▸ **Provided data**
=== Begin Enclosure ===
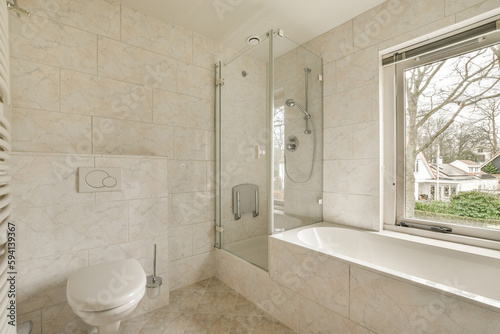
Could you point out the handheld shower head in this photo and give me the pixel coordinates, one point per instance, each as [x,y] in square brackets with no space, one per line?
[291,103]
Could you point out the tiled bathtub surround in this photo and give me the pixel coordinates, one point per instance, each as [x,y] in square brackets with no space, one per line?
[313,292]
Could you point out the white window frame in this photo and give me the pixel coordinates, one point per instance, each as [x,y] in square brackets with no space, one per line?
[392,149]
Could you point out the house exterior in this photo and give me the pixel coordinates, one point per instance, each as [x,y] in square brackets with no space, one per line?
[482,153]
[453,178]
[495,161]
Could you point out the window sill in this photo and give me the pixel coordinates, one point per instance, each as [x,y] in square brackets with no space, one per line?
[451,241]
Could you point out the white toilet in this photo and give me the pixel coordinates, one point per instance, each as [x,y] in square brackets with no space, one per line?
[104,294]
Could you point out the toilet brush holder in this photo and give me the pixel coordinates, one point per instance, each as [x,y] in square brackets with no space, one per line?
[153,282]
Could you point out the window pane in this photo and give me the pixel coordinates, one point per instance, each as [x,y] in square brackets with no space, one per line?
[452,133]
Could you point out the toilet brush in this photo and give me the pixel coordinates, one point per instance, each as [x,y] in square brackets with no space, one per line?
[153,282]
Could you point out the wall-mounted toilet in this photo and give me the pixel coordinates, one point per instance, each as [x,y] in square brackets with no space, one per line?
[104,294]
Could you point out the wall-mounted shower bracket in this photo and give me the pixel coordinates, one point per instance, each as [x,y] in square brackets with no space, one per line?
[245,199]
[292,143]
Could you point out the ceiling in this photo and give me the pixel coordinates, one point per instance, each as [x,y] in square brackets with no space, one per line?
[230,22]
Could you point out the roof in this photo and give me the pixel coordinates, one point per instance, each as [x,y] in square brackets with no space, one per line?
[487,162]
[469,162]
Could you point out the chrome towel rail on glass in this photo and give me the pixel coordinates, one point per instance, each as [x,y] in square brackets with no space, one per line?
[245,199]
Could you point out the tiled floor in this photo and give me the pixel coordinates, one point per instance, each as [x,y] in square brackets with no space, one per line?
[206,307]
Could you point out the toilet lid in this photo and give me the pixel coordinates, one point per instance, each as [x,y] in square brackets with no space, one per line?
[105,285]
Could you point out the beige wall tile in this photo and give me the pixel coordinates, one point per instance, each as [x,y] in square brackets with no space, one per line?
[128,63]
[43,131]
[334,44]
[148,218]
[393,18]
[338,142]
[354,210]
[348,107]
[360,176]
[35,176]
[329,82]
[245,228]
[206,52]
[193,144]
[182,110]
[156,35]
[141,178]
[386,305]
[203,237]
[101,17]
[477,9]
[186,176]
[131,138]
[92,95]
[330,178]
[141,250]
[419,32]
[191,269]
[196,81]
[42,282]
[44,41]
[63,229]
[358,69]
[453,6]
[190,208]
[34,85]
[310,274]
[180,243]
[60,318]
[365,140]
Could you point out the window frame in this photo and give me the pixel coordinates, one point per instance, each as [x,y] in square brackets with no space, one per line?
[392,123]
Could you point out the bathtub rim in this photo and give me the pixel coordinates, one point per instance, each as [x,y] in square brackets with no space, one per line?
[291,236]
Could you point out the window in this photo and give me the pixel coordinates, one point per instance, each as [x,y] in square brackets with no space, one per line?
[444,102]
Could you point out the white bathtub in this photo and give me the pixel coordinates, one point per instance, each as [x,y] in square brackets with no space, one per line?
[465,271]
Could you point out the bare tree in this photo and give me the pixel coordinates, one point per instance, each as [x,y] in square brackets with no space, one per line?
[443,91]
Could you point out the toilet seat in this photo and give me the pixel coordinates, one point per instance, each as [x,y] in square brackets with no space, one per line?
[106,286]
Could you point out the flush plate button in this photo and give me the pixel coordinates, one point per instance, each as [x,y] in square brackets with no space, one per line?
[97,179]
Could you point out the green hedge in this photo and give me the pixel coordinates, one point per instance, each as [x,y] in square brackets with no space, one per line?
[470,204]
[456,219]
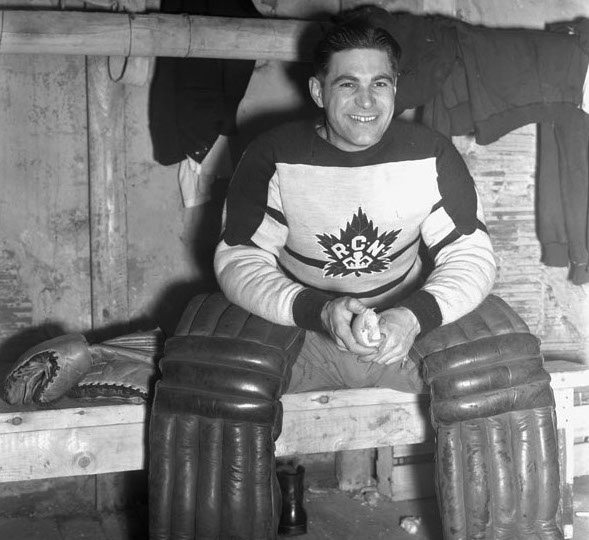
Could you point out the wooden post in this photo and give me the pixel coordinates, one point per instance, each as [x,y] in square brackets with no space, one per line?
[108,212]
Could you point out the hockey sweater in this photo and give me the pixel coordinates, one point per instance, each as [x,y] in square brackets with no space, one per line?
[305,221]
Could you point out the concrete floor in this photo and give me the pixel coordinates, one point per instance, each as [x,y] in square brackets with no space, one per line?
[333,515]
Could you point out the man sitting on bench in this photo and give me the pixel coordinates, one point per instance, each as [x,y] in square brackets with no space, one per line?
[324,225]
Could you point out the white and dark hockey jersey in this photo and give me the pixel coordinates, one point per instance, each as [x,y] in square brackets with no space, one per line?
[305,221]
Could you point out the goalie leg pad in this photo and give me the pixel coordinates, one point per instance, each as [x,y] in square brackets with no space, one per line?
[493,409]
[216,415]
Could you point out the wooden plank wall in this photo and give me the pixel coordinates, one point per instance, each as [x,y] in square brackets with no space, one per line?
[45,246]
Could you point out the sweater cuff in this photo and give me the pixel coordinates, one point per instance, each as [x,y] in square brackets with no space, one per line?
[306,309]
[425,308]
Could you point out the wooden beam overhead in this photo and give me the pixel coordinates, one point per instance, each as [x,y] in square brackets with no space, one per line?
[154,34]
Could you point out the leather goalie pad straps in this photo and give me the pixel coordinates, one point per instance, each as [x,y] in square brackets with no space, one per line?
[215,417]
[493,410]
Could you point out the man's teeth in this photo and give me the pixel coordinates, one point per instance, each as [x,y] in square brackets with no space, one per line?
[363,118]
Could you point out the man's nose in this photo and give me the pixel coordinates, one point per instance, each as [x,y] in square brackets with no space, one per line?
[365,98]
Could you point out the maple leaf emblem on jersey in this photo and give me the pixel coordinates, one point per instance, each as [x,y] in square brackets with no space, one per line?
[358,250]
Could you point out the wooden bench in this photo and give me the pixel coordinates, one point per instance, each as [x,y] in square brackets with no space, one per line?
[74,439]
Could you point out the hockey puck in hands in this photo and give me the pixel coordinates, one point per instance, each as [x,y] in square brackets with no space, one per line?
[366,329]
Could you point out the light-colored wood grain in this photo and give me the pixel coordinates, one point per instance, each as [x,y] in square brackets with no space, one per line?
[117,34]
[101,438]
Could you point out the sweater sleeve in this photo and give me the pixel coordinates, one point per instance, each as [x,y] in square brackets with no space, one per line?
[459,245]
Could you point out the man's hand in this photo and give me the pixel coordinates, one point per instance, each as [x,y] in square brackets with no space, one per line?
[337,316]
[400,327]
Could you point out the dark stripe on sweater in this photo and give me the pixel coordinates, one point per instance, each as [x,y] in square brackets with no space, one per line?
[364,294]
[321,264]
[276,215]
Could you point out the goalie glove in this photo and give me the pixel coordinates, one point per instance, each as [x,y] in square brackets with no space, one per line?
[44,373]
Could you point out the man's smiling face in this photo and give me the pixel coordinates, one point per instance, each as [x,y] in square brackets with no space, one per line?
[358,95]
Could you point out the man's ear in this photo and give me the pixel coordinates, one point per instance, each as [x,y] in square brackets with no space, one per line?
[316,91]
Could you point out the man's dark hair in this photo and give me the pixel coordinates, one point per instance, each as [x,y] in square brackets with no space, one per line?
[355,31]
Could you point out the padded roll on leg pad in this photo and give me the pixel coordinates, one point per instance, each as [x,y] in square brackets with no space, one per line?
[215,417]
[496,478]
[492,406]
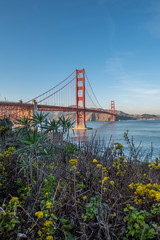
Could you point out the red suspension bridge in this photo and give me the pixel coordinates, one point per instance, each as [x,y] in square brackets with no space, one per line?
[73,94]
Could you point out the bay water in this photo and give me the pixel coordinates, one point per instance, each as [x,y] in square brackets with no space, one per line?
[144,132]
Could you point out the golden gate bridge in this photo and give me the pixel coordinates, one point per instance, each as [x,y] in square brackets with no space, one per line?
[73,94]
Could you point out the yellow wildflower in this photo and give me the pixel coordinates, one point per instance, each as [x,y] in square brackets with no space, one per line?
[49,238]
[13,200]
[48,204]
[39,233]
[95,160]
[105,179]
[73,161]
[112,182]
[137,226]
[98,166]
[39,214]
[131,185]
[47,223]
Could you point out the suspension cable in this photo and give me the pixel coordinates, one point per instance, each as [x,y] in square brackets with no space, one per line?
[52,88]
[93,91]
[57,90]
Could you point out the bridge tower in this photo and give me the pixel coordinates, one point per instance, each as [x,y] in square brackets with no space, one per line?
[80,99]
[113,111]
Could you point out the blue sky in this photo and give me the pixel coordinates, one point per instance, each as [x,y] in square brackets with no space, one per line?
[116,41]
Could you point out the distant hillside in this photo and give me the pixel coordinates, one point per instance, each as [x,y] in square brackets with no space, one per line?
[104,117]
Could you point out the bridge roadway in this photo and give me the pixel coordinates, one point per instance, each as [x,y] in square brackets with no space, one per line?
[8,108]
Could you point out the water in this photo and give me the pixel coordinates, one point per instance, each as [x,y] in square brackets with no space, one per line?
[146,132]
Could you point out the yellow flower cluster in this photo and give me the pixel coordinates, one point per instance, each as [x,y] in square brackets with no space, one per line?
[48,204]
[120,165]
[112,182]
[8,152]
[39,214]
[49,238]
[142,191]
[155,165]
[99,165]
[39,233]
[95,160]
[73,162]
[48,223]
[118,145]
[14,200]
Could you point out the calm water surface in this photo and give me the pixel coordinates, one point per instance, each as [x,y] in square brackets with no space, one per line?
[146,132]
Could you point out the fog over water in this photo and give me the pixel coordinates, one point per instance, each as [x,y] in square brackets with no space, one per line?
[146,132]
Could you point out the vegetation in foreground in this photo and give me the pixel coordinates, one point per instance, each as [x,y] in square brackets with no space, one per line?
[52,189]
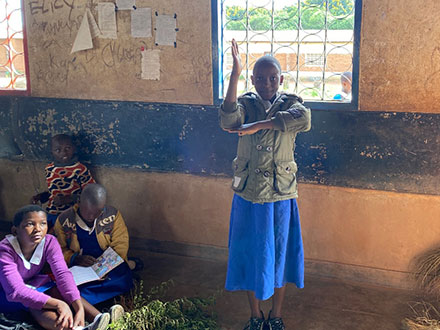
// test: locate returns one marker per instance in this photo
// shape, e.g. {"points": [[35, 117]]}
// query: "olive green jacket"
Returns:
{"points": [[265, 169]]}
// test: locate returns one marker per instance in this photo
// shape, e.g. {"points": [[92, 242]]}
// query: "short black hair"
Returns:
{"points": [[21, 213], [267, 59], [62, 138]]}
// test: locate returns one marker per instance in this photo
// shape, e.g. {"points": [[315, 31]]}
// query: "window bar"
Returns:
{"points": [[298, 48], [325, 49], [247, 46], [273, 28]]}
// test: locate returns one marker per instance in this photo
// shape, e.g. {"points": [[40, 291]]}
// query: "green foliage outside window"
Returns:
{"points": [[340, 16]]}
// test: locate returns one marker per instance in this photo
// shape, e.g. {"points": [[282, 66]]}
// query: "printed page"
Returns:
{"points": [[107, 20], [83, 38], [106, 262], [83, 275], [165, 30], [94, 29], [141, 23]]}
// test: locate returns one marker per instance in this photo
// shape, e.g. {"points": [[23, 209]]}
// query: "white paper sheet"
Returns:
{"points": [[125, 4], [107, 20], [141, 23], [94, 29], [151, 64], [83, 275], [165, 30], [83, 38]]}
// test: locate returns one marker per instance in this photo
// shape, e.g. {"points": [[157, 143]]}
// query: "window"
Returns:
{"points": [[13, 62], [314, 60], [315, 41]]}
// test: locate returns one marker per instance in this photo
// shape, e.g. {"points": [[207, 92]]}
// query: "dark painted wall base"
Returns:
{"points": [[368, 150]]}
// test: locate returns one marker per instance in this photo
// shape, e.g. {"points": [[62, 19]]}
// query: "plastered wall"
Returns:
{"points": [[360, 231], [369, 180], [111, 70], [400, 56]]}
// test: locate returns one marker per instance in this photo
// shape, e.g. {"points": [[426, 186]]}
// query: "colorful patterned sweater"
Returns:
{"points": [[65, 180]]}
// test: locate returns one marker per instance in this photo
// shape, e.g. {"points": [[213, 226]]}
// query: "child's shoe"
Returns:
{"points": [[100, 322], [275, 323], [116, 312], [255, 323]]}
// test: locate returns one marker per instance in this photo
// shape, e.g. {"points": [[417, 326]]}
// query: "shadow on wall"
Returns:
{"points": [[2, 207]]}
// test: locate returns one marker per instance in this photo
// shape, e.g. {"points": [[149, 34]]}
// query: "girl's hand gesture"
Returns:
{"points": [[236, 67]]}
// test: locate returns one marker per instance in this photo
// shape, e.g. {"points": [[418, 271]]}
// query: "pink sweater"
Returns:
{"points": [[14, 275]]}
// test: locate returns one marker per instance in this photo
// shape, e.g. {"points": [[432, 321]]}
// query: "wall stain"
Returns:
{"points": [[367, 150]]}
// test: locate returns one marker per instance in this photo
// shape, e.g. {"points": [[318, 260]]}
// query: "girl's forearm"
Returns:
{"points": [[77, 305], [231, 94], [265, 124], [52, 303]]}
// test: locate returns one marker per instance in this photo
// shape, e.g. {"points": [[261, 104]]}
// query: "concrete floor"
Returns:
{"points": [[324, 304]]}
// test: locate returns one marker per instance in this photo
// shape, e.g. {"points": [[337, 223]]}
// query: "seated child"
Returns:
{"points": [[65, 177], [22, 257], [85, 231]]}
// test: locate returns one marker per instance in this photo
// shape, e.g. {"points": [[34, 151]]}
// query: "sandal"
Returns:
{"points": [[275, 323], [116, 312], [255, 323]]}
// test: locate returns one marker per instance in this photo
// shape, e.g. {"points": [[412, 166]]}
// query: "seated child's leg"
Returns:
{"points": [[45, 318], [89, 310], [7, 306]]}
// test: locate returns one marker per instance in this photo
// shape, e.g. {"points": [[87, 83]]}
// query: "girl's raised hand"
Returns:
{"points": [[236, 67]]}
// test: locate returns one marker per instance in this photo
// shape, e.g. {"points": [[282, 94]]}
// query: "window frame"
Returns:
{"points": [[27, 91], [217, 69]]}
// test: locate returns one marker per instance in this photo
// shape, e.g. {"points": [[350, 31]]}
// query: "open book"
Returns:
{"points": [[104, 264]]}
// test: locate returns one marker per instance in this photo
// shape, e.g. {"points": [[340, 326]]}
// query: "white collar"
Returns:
{"points": [[36, 256], [80, 222]]}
=== End Enclosure ===
▸ **Exercise directions**
Which lines in the records above hold the string "seated"? Copy each of them.

▸ **Exercise response**
// query: "seated child"
// query: "seated child's leg"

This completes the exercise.